**What is needed:** Below are records with pictures. Transcribe exactly, and only, the lines from the line with "of the female" to the line with "of the partially", both ends included, but not the pictures.

☆ ☆ ☆

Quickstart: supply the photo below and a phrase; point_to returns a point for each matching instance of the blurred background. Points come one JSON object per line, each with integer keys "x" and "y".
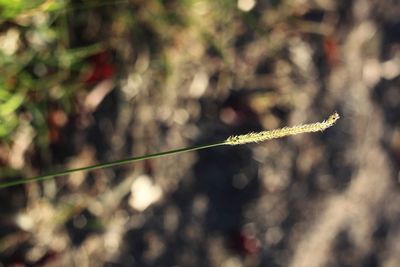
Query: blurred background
{"x": 84, "y": 82}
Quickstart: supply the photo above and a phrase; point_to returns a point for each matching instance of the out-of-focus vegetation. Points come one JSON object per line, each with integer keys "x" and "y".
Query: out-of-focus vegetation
{"x": 84, "y": 82}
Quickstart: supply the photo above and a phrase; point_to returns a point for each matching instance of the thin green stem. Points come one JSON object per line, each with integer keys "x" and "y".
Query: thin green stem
{"x": 108, "y": 164}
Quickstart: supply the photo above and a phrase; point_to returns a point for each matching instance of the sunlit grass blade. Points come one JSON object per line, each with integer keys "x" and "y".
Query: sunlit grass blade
{"x": 232, "y": 140}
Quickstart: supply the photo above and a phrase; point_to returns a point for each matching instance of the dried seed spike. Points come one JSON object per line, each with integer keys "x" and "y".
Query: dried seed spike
{"x": 278, "y": 133}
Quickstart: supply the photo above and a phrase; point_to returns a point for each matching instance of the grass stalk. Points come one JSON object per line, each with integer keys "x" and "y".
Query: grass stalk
{"x": 232, "y": 140}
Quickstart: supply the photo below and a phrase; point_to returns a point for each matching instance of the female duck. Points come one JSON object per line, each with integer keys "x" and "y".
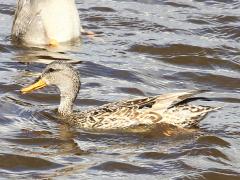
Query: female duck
{"x": 169, "y": 108}
{"x": 46, "y": 22}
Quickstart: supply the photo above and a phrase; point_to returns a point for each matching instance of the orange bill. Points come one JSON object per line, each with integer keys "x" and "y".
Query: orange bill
{"x": 38, "y": 85}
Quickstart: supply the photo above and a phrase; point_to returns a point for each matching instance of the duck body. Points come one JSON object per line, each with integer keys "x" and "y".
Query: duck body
{"x": 43, "y": 22}
{"x": 172, "y": 108}
{"x": 146, "y": 111}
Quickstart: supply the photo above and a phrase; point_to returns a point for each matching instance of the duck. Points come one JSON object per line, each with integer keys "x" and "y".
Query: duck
{"x": 46, "y": 22}
{"x": 171, "y": 108}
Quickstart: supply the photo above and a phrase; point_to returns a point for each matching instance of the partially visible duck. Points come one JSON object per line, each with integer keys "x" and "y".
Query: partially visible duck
{"x": 46, "y": 22}
{"x": 172, "y": 108}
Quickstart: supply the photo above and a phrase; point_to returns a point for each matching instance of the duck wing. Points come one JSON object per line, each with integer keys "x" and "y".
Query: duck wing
{"x": 24, "y": 19}
{"x": 135, "y": 112}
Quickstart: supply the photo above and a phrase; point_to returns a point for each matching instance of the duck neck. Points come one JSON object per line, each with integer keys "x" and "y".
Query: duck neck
{"x": 66, "y": 102}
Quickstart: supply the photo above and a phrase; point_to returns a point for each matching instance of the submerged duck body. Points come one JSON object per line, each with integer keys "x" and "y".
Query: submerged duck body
{"x": 169, "y": 108}
{"x": 44, "y": 22}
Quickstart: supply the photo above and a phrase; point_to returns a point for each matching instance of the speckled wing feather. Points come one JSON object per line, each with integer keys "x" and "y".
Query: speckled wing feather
{"x": 140, "y": 111}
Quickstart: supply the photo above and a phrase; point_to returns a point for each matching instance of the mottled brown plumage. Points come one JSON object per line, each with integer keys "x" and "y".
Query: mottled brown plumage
{"x": 169, "y": 108}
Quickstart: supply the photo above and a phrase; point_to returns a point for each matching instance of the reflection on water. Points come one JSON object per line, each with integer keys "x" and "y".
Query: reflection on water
{"x": 141, "y": 48}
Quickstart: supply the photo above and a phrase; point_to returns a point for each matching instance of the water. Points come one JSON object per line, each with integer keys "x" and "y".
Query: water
{"x": 141, "y": 48}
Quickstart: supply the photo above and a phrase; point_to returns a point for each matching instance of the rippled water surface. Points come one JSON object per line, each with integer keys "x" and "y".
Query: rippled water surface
{"x": 142, "y": 47}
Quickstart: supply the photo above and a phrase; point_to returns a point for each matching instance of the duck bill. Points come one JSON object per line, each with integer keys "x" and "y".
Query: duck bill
{"x": 38, "y": 85}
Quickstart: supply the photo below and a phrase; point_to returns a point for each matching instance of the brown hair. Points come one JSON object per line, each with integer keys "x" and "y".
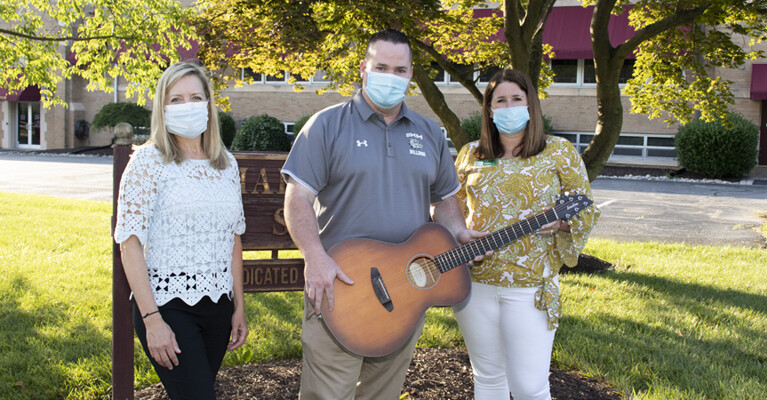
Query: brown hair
{"x": 534, "y": 141}
{"x": 391, "y": 36}
{"x": 212, "y": 144}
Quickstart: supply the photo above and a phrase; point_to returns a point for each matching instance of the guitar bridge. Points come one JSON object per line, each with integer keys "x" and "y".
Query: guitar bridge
{"x": 379, "y": 288}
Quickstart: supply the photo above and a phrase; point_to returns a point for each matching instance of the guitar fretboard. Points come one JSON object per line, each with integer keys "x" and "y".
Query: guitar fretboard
{"x": 463, "y": 254}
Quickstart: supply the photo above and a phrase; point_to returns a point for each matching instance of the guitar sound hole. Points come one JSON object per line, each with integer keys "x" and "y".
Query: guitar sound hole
{"x": 423, "y": 273}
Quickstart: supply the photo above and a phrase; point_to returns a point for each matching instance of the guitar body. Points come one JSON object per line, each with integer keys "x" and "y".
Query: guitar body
{"x": 394, "y": 284}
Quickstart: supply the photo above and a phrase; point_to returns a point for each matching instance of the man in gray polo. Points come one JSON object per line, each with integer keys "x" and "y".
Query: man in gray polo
{"x": 367, "y": 168}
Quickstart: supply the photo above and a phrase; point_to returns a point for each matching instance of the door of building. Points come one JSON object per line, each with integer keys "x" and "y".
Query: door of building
{"x": 28, "y": 125}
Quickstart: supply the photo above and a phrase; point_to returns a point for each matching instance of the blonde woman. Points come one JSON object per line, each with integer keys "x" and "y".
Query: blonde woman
{"x": 179, "y": 221}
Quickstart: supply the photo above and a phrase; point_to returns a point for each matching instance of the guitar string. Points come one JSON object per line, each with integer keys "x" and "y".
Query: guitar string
{"x": 462, "y": 254}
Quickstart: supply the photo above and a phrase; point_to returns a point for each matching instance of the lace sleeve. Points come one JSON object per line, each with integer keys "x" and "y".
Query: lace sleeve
{"x": 135, "y": 201}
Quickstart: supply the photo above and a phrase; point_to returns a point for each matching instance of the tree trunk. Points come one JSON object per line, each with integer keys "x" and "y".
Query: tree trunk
{"x": 607, "y": 66}
{"x": 608, "y": 129}
{"x": 437, "y": 103}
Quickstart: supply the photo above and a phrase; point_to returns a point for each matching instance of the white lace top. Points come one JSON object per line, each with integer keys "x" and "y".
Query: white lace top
{"x": 185, "y": 216}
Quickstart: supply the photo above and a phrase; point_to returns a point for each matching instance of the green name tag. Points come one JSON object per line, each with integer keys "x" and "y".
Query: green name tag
{"x": 485, "y": 163}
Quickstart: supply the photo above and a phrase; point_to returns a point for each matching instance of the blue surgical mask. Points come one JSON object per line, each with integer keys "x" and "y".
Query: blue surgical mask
{"x": 187, "y": 120}
{"x": 386, "y": 90}
{"x": 511, "y": 120}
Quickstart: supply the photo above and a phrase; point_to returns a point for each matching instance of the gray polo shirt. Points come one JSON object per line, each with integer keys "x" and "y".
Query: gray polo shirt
{"x": 371, "y": 180}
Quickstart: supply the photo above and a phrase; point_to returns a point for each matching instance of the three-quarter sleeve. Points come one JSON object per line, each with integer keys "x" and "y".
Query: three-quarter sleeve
{"x": 460, "y": 166}
{"x": 136, "y": 198}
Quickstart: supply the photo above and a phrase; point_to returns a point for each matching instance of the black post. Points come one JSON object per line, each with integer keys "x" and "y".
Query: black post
{"x": 122, "y": 321}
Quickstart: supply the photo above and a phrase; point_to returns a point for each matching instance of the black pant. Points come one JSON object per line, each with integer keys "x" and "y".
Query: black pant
{"x": 202, "y": 333}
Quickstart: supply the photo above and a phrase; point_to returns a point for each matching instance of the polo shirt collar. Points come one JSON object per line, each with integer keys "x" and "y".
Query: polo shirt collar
{"x": 366, "y": 111}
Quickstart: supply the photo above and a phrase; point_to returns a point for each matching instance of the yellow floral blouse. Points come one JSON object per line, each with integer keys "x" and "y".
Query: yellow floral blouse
{"x": 498, "y": 193}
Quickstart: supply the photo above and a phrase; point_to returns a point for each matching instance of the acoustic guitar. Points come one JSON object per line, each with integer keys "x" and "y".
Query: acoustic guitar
{"x": 394, "y": 283}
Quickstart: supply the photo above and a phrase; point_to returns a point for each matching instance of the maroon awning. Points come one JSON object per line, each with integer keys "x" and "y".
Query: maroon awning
{"x": 30, "y": 94}
{"x": 568, "y": 31}
{"x": 759, "y": 82}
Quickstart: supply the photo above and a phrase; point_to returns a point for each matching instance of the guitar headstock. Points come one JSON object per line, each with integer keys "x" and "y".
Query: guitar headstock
{"x": 568, "y": 206}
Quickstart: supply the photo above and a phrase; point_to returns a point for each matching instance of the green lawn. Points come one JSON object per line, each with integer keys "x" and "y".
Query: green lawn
{"x": 671, "y": 322}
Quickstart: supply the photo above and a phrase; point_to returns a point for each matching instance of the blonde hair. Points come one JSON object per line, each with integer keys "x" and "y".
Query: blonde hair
{"x": 534, "y": 142}
{"x": 212, "y": 144}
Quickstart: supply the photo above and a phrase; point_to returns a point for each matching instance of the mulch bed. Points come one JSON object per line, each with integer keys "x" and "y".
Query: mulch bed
{"x": 434, "y": 374}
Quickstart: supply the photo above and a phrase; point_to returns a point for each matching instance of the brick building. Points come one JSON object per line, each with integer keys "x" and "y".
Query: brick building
{"x": 571, "y": 105}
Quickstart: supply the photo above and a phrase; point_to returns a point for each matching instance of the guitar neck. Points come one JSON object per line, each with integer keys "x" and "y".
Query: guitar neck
{"x": 463, "y": 254}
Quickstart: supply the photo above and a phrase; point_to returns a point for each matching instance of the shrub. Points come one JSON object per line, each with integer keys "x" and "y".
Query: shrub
{"x": 713, "y": 149}
{"x": 262, "y": 133}
{"x": 114, "y": 113}
{"x": 227, "y": 128}
{"x": 300, "y": 123}
{"x": 473, "y": 125}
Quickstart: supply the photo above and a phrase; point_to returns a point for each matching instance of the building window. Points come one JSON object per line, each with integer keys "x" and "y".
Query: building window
{"x": 282, "y": 77}
{"x": 565, "y": 71}
{"x": 463, "y": 70}
{"x": 583, "y": 72}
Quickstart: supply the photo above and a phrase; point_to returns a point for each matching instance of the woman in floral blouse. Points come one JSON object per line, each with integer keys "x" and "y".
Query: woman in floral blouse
{"x": 514, "y": 172}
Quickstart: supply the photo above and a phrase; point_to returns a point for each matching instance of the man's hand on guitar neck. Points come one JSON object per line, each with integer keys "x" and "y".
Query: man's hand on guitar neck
{"x": 320, "y": 273}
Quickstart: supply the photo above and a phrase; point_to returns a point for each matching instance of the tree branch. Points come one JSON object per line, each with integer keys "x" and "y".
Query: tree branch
{"x": 62, "y": 38}
{"x": 449, "y": 67}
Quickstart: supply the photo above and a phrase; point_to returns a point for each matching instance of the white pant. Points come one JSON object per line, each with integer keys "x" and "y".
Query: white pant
{"x": 508, "y": 341}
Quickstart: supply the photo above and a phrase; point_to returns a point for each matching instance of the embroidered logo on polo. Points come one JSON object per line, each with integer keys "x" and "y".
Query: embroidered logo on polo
{"x": 414, "y": 140}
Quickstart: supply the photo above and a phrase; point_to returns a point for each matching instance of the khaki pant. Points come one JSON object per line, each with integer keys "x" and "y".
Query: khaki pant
{"x": 328, "y": 372}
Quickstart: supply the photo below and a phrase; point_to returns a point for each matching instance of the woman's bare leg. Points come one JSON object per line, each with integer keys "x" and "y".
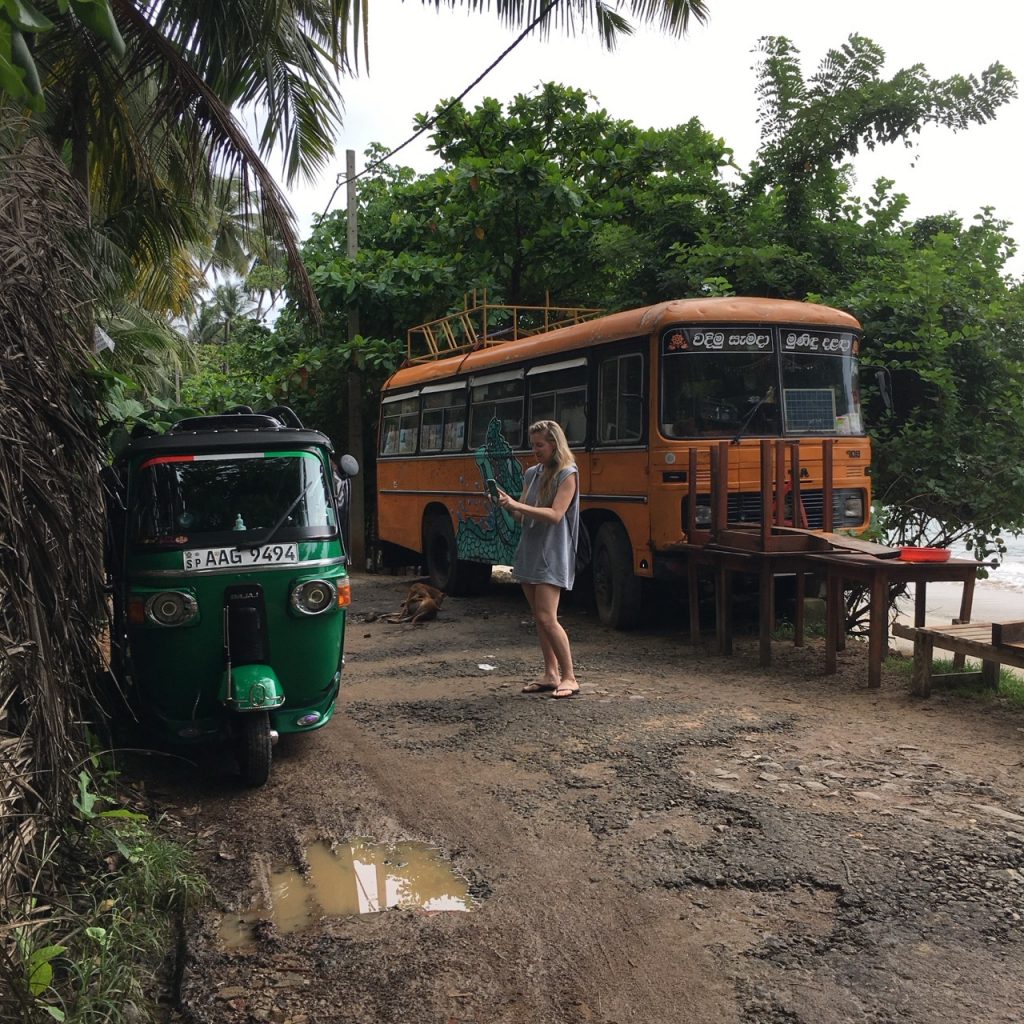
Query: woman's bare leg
{"x": 545, "y": 605}
{"x": 551, "y": 677}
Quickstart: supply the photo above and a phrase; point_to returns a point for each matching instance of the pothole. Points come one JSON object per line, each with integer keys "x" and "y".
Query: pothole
{"x": 355, "y": 878}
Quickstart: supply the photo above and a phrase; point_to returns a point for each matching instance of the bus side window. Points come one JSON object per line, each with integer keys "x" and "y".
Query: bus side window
{"x": 560, "y": 395}
{"x": 620, "y": 407}
{"x": 501, "y": 399}
{"x": 401, "y": 421}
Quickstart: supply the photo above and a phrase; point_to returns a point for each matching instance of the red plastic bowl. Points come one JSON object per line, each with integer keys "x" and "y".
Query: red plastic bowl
{"x": 924, "y": 554}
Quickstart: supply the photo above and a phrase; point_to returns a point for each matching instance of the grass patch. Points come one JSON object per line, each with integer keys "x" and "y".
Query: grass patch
{"x": 1009, "y": 693}
{"x": 100, "y": 945}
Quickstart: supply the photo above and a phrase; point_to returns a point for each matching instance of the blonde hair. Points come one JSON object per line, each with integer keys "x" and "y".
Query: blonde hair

☆ ☆ ☆

**Output below:**
Quickstart: supply the photo below and a phrase; point_to returns a point for each matching instance of the female duck. Points come one JSON object per line, each with integer keys "x" and "y".
Query: female duck
{"x": 169, "y": 108}
{"x": 46, "y": 22}
Quickstart: supply the photo above and a phrase; point_to returns a point for each matching instance of the orange bill. Points come one JSON object per line, each with integer keys "x" and "y".
Query: orange bill
{"x": 38, "y": 85}
Quickstart: supply the photo above and a phrase; point_to returns a point for each matching instance of the duck body. Points come one JSON object per line, each with integer keys "x" and "y".
Query: duck body
{"x": 43, "y": 22}
{"x": 172, "y": 108}
{"x": 146, "y": 111}
Quickstart: supply the photo above and a phrase; point_to returns a point for each matching instance of the duck. Points come one JSON object per line, each with integer keys "x" and "y".
Query: duck
{"x": 46, "y": 22}
{"x": 171, "y": 108}
Quickstart: supply the photo above and a phrase; point_to returns a point for each matching instance of the partially visible duck. Points come one JSON object per line, each with integer keys "x" and "y".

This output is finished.